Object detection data
══════

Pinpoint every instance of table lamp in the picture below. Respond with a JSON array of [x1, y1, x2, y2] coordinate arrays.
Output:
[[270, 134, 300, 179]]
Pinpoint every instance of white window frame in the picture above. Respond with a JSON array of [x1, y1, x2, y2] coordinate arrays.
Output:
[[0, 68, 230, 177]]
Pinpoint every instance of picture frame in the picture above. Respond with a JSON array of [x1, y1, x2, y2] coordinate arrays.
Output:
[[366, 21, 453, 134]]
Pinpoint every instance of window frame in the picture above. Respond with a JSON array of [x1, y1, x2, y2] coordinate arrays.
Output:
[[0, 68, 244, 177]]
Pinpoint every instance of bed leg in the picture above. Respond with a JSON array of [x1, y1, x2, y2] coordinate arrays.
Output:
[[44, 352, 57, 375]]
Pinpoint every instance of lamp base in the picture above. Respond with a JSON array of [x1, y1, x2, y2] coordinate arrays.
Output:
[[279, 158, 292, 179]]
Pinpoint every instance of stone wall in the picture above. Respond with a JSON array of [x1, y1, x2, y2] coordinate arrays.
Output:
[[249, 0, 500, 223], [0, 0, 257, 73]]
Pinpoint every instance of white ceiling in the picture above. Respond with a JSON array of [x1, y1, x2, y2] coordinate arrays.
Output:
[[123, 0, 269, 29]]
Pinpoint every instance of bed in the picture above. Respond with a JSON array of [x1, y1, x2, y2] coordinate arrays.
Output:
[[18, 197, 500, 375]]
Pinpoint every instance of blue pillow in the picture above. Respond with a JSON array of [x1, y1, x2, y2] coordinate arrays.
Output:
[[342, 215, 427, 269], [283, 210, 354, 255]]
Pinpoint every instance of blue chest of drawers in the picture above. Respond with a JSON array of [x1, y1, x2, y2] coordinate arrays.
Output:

══════

» YOUR GOAL
Repeat every row above word for word, from the first to the last.

» ANSWER TO THE EXERCISE
Pinpoint every instance of table lamp in the picture below. Respond with a JSON array of [x1, y1, x2, y2] coordinate arrays.
Output:
[[270, 134, 300, 179]]
Pinpoint every instance of white window frame in the picture above. Respond with a JSON array of [x1, y1, x2, y2] coordinate arrays.
Output:
[[0, 68, 230, 177]]
Pinpoint every instance of picture frame in the picture above. Respond with a JSON array of [x1, y1, x2, y2] coordinate arrays.
Output:
[[366, 21, 453, 134]]
Pinpoint every instance of window frame in the picture above. Respond with a JSON array of [x1, y1, x2, y2] coordinate arrays.
Output:
[[0, 68, 244, 177]]
Pinpoint every instance of bed leg in the picture above. Respond with a JSON array of [x1, y1, x2, y2] coordinate arrays.
Output:
[[44, 352, 57, 375]]
Pinpoint every instance of lamp base in the picture above. Respond with a JSON array of [x1, y1, x2, y2] coordinate arrays.
Output:
[[279, 158, 292, 179]]
Pinpoint every instance of stone wall in the picture above. Respond with a JSON array of [x1, y1, x2, y2] coordinate arrays.
Output:
[[249, 0, 500, 223], [0, 0, 257, 73]]
Pinpoint every instance of white ceiling in the picture above. Respond with a JSON array of [x1, y1, x2, y2] coordinate arrays.
Output:
[[123, 0, 269, 29]]
Pinpoint every instance of bed in the picture above. Respond with a JSON array of [x1, y1, x2, y2] coordinate arrays.
Output:
[[18, 197, 500, 375]]
Pinpoint every instance of blue pillow in the picture above. Respond with a JSON array of [x1, y1, x2, y2] coordinate arrays.
Output:
[[342, 215, 427, 269], [283, 210, 354, 255]]
Pinpoint every instance of blue chest of drawers in the picture above. Respond with a JSON array of [x1, y1, x2, y2] coordinate arrays.
Output:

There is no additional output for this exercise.